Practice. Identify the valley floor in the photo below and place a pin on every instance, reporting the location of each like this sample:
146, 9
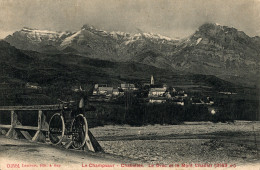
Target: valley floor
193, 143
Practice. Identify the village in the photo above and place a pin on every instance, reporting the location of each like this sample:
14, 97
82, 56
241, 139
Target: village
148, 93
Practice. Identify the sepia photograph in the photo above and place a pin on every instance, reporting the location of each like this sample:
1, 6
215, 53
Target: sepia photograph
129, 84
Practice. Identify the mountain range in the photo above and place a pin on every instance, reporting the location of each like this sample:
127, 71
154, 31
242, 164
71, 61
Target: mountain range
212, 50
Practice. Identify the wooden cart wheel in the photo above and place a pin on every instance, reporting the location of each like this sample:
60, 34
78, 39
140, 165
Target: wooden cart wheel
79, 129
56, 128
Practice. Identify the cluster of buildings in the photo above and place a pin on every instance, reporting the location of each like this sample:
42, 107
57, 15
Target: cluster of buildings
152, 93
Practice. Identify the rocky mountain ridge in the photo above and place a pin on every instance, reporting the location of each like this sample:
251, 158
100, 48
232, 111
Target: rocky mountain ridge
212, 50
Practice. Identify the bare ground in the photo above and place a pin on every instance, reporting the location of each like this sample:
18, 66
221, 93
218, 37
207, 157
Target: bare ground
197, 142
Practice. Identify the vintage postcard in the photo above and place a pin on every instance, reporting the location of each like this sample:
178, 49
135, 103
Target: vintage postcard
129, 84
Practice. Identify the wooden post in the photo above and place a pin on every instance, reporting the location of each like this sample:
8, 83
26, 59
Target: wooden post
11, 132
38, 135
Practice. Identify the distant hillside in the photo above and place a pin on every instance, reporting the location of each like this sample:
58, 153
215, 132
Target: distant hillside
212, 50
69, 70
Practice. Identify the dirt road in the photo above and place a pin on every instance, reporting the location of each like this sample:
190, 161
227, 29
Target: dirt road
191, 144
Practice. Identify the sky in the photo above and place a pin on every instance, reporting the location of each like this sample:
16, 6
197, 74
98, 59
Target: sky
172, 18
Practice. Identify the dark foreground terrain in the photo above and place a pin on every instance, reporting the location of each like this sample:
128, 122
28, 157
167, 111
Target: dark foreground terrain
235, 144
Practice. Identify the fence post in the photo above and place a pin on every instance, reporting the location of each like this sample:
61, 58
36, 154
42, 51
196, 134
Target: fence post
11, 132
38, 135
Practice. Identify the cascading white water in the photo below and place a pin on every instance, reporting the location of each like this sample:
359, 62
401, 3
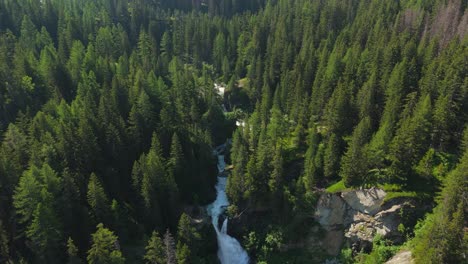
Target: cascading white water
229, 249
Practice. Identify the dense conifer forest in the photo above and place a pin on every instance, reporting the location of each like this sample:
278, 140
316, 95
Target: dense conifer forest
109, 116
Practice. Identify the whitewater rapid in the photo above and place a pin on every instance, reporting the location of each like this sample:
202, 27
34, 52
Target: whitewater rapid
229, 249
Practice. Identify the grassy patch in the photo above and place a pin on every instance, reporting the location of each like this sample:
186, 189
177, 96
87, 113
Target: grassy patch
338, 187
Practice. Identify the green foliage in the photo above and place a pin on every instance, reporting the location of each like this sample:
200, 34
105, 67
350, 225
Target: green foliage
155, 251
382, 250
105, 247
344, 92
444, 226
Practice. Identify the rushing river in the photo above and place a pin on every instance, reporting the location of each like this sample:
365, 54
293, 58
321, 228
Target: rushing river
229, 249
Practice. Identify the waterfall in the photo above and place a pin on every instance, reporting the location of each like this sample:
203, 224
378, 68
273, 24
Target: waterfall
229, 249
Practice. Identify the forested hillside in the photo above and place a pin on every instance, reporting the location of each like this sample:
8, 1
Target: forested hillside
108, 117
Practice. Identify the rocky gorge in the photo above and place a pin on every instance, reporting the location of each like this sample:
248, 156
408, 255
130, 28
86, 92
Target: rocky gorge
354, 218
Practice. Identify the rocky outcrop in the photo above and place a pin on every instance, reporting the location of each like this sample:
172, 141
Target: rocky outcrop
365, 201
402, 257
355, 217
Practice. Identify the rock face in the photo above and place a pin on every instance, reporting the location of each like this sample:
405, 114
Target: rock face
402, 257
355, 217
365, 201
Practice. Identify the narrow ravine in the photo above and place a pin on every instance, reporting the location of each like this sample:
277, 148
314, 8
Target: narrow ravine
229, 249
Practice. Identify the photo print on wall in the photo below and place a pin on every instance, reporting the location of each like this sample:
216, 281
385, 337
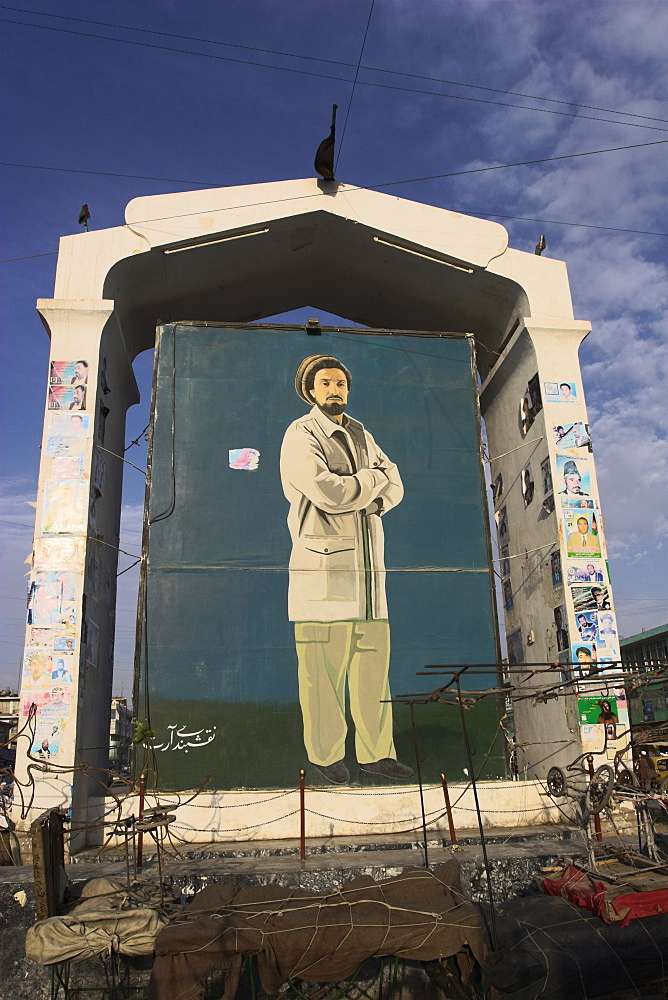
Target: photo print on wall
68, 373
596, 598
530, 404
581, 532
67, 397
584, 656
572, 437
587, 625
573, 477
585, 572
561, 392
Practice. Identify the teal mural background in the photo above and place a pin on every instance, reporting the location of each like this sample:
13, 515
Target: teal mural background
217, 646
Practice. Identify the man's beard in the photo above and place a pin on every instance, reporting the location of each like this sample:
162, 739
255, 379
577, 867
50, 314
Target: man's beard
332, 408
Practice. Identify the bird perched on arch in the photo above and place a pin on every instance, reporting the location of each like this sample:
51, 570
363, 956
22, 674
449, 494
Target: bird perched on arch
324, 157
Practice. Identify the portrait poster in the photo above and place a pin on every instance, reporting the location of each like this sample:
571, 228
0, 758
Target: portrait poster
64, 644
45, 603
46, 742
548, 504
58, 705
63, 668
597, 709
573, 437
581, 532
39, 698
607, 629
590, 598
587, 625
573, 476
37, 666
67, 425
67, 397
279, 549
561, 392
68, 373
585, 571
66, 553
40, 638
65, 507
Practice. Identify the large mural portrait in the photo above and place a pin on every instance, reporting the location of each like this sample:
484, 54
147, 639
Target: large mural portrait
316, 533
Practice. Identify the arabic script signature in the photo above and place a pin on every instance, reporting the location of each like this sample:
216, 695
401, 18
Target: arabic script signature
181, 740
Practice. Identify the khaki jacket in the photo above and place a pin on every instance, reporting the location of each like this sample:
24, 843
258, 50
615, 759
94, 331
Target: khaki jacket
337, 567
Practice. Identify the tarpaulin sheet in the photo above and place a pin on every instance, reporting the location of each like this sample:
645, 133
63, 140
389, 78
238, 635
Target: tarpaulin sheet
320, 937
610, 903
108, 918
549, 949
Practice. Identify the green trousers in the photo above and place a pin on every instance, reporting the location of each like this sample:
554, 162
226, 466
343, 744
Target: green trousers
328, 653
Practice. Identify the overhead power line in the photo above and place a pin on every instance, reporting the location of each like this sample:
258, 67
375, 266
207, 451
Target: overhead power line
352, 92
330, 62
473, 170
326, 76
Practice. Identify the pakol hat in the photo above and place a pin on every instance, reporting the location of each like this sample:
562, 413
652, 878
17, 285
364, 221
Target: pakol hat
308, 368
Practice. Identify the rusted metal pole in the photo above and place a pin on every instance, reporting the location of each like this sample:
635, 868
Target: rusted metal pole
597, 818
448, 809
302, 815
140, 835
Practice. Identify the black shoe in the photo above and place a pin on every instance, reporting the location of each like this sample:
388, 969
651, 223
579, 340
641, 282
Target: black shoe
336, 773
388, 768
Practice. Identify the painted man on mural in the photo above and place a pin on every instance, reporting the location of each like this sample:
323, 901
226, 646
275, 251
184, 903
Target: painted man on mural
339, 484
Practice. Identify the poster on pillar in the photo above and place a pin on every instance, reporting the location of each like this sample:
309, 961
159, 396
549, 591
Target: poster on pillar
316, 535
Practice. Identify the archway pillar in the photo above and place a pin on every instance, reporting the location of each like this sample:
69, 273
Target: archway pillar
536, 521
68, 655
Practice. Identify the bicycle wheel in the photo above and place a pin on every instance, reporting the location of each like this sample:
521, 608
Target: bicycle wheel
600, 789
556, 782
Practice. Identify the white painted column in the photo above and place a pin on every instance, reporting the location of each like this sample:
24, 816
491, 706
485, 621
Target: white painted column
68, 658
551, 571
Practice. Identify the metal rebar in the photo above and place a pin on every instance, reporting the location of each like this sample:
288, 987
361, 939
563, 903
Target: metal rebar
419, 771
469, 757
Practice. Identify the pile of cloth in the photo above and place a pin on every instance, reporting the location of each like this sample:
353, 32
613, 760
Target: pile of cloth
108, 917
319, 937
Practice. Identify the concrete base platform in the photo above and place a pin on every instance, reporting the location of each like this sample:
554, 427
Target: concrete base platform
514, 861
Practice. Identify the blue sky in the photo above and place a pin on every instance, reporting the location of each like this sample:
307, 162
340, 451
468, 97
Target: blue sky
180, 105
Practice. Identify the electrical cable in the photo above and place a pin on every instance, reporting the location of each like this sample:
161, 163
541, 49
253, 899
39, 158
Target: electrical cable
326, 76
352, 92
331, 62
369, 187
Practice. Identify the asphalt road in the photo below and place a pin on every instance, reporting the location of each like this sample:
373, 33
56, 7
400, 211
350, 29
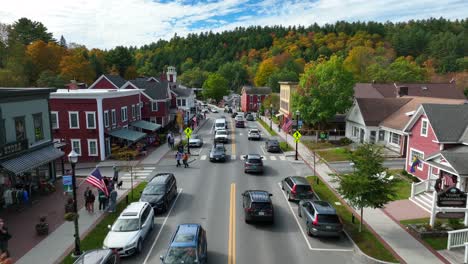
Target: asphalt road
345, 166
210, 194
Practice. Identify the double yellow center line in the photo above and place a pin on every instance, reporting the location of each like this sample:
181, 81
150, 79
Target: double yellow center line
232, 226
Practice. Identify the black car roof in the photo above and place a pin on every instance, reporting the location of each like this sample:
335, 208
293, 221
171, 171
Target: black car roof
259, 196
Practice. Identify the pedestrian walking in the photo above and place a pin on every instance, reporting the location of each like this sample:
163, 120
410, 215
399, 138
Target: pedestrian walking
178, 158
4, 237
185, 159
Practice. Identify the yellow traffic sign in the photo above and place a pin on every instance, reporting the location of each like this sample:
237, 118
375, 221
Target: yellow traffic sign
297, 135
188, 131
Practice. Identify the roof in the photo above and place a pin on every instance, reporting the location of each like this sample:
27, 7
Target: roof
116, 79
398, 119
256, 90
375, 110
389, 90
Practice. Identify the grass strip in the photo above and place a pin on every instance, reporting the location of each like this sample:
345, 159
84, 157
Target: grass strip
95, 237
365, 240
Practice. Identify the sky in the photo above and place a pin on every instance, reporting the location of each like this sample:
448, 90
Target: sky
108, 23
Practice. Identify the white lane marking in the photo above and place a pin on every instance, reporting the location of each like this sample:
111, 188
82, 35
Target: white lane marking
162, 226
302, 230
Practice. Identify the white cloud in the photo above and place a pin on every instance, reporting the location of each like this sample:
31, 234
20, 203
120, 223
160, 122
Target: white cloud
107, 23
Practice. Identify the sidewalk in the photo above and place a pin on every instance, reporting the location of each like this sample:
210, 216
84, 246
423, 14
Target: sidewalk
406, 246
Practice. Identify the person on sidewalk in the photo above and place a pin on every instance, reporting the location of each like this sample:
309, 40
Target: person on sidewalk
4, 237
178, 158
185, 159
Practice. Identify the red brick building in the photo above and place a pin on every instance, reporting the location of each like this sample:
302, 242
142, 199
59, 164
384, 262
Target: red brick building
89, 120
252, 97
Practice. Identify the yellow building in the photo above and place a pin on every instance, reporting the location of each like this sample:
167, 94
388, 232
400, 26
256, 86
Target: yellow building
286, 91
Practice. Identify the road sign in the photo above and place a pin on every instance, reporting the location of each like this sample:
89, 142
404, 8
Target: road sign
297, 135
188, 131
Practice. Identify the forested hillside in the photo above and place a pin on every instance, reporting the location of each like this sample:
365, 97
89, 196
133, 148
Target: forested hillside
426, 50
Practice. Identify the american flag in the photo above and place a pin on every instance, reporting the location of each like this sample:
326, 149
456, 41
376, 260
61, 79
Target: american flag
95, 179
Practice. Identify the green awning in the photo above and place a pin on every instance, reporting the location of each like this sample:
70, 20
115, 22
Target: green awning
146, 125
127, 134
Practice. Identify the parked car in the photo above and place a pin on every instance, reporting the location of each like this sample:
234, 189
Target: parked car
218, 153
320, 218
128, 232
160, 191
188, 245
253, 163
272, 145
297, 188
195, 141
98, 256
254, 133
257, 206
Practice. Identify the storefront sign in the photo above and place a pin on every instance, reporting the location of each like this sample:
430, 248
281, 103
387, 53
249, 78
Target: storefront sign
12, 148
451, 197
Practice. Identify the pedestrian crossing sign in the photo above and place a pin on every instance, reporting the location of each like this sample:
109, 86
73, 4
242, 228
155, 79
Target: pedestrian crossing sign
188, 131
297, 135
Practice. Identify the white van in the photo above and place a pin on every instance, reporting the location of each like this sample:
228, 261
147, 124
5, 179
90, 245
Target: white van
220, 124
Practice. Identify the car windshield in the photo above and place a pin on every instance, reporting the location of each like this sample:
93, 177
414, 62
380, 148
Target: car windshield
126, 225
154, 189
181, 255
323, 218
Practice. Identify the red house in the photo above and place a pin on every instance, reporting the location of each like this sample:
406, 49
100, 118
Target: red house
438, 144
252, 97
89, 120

→ **What to produce**: Express the listing as a JSON list of strings, one string per line with blank lines omitted, starting with the line that contains "Practice. Identify the green awning" and going on through the last line of the listing.

→ **The answer**:
[
  "Practice. Identify the green awning in the photo above and place a pin on every instance, reporting the location of each like this sample:",
  "70, 20",
  "115, 22",
  "Target: green awning",
  "146, 125",
  "127, 134",
  "Practice. Identify the parked car in the photo above and place a pin on every instance, reporting the location of each like this sample:",
  "234, 189",
  "Target: parked car",
  "218, 153",
  "320, 218",
  "128, 232",
  "160, 191",
  "188, 245",
  "253, 163",
  "272, 145",
  "297, 188",
  "195, 141",
  "98, 256",
  "254, 133",
  "257, 206",
  "Practice. Identify the storefront sign in the photo above and place a pin on every instance, reporting the location of each like this sample:",
  "430, 248",
  "281, 103",
  "387, 53",
  "249, 78",
  "Target: storefront sign",
  "12, 148",
  "451, 197",
  "Practice. Identify the pedestrian crossing sign in the photo above and place a pin on every instance, reporting the location of each like this sample:",
  "109, 86",
  "73, 4",
  "242, 228",
  "155, 79",
  "Target: pedestrian crossing sign",
  "188, 131",
  "297, 135",
  "Practice. Identify the white van in the photo above and place a pin on every instance, reporting the location of each like this sample:",
  "228, 261",
  "147, 124",
  "5, 179",
  "90, 245",
  "Target: white van",
  "220, 124",
  "Practice. Identify the car windshield in the photo above and place a pin on every instance, reporting the location of each like this sample:",
  "93, 177",
  "414, 62",
  "380, 148",
  "Target: car windshield",
  "126, 225",
  "154, 189",
  "181, 255",
  "323, 218",
  "Practice. Identify the red house in the photo above and place a pin on every instance, reporting the location of each like this sample:",
  "406, 49",
  "100, 118",
  "Target: red house",
  "438, 144",
  "252, 97",
  "89, 120"
]